#### Text excerpt
:::::
Tyler was also undergoing a change. It was moving away from its prior life as an industrial conglomerate and into the software business. Tyler had a big change in focus and leadership. The founder had retired, and a new CEO, longtime board member C.A. Rundell had stepped in.

He had been an independent director on our board at Metro. They were looking for a finance leader, and that opportunity sounded interesting to me. C.A. knew me, thought my background was a good fit and shared the vision for Tyler. It sounded like something I’d like to be a part of, so I made the shift from the airline business to the software business.

Company Culture and Diversity

I’m guessing culturally, the two companies were about as different as they could be but what is the culture like at Tyler Technologies?

Tyler has an interesting culture that’s a core part of everything we do whether it’s acquisitions, internal growth or maintaining our culture. That’s important to us, as we are the product of many acquisitions—about 60 during my time at Tyler. That sounds like a lot, but it averages two or three a year. We originally built the company through a set of core acquisitions, supplementing our organic growth with additional acquisitions along the way.

It’s a collection of businesses that were typically very entrepreneurial. Even though we’re now a $2 billion-plus company, we still try to maintain that entrepreneurial culture. We’re very customer-focused, which is typical of the kinds of businesses that became part of Tyler. We often talk about the three legs of the stool, our customers, our employees and our shareholders. We have equal respect and devotion to all three constituencies. It’s a very inclusive culture, and we’ve worked hard to maintain that as we’ve grown over the years.

On the subject of being inclusive, I want to give you a little shout-out because you made the Forbes list of the best places to work for female employees. If I have my facts straight, that’s not the first time, is it? I’d love to learn more about how you make inclusion a core value at your company.

That’s important to us, and it is one of our core values. Especially in the tech business, which has historically been male-dominated particularly on the development and technical sides, we go out of our way to be inclusive including the female employee group. We have several programs, including a very active women’s leadership network. Several members of our C-Suite, our chief marketing officer, chief HR officer, and chief legal officer are women. They are very active in mentoring and providing opportunities. Inclusion is something we put a lot of emphasis on.

Relationship with CEO

Kudos for doing that. I also want to explore your relationship with CEO Lynn Moore. For the readers, what’s interesting is that you’ve worked together for more than a quarter of a century, if I recall correctly. Can you tell us more about your relationship with Lynn?
:::::
#### Required work
1. According to the interview excerpt about Tyler Technologies, roughly how many acquisitions has the company made during the speaker's time there?
2. Transcribe the interview excerpt about Tyler Technologies from "I’m guessing culturally, the" up to and including "along the way.".

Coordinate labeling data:
:::::
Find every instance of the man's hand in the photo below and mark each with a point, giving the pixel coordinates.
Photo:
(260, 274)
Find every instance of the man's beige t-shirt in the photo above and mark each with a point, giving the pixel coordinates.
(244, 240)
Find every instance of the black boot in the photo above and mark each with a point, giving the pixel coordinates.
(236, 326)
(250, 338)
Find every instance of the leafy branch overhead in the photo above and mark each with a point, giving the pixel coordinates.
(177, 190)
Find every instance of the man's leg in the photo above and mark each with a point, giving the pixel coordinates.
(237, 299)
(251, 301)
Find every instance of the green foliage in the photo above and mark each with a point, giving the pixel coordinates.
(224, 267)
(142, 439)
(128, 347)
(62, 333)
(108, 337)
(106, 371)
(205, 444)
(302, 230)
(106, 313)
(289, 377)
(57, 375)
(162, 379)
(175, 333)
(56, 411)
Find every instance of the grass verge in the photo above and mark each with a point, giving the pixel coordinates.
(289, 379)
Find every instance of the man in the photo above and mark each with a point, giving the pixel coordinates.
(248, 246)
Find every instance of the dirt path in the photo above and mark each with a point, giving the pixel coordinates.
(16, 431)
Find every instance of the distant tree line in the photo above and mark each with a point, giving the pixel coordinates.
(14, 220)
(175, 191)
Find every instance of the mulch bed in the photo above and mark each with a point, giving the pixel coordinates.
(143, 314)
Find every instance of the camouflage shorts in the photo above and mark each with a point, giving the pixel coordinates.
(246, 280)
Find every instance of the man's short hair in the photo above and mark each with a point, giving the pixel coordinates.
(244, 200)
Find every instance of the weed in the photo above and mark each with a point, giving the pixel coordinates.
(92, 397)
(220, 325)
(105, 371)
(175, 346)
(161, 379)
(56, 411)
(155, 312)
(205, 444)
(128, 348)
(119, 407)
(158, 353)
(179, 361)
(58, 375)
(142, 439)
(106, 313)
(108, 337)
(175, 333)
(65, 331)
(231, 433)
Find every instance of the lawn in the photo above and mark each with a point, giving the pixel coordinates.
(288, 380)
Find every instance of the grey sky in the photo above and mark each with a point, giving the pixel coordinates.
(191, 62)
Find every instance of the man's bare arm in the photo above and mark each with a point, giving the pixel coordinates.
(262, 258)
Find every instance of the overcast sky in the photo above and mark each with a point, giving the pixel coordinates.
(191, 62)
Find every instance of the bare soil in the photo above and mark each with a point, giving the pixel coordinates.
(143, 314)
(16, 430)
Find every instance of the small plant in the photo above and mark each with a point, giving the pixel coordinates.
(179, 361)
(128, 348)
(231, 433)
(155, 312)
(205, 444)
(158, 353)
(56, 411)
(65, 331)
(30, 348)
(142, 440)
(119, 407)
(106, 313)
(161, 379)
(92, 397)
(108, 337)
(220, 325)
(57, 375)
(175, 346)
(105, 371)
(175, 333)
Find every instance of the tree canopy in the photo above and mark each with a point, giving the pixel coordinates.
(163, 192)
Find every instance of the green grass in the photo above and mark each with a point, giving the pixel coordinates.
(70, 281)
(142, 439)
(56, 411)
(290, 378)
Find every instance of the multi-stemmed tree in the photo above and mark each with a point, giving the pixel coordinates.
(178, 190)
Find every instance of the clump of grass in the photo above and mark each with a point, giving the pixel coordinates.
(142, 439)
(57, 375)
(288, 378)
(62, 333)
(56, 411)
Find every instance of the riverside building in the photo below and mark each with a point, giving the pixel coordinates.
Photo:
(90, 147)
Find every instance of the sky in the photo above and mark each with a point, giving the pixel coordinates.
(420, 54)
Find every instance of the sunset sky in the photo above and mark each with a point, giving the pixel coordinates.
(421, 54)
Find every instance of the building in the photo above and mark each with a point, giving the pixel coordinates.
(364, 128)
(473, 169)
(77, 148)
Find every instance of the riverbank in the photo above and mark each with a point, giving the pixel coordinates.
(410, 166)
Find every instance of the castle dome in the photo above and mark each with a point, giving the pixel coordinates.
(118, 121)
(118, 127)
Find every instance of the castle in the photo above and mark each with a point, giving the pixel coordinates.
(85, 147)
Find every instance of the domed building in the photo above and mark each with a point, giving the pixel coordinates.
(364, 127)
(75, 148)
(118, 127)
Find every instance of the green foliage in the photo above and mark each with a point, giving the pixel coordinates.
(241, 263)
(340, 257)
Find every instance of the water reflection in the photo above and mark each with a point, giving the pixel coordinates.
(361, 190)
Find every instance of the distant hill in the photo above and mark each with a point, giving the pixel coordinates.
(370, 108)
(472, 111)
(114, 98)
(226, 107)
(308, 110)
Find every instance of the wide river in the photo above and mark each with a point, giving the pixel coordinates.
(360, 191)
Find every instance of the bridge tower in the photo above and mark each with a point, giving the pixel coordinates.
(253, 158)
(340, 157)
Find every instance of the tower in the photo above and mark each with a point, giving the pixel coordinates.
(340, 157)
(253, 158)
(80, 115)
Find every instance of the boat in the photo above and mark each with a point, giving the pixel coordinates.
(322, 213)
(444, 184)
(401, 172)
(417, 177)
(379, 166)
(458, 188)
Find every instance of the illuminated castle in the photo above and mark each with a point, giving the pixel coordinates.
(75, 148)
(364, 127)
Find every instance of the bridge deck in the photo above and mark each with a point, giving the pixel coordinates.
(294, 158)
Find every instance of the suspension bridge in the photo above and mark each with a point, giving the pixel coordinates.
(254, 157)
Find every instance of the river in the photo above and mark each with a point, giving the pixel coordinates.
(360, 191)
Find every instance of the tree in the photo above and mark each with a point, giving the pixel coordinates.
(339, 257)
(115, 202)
:::::
#### Task answers
1. About 60 acquisitions.

2.
I’m guessing culturally, the two companies were about as different as they could be but what is the culture like at Tyler Technologies?

Tyler has an interesting culture that’s a core part of everything we do whether it’s acquisitions, internal growth or maintaining our culture. That’s important to us, as we are the product of many acquisitions—about 60 during my time at Tyler. That sounds like a lot, but it averages two or three a year. We originally built the company through a set of core acquisitions, supplementing our organic growth with additional acquisitions along the way.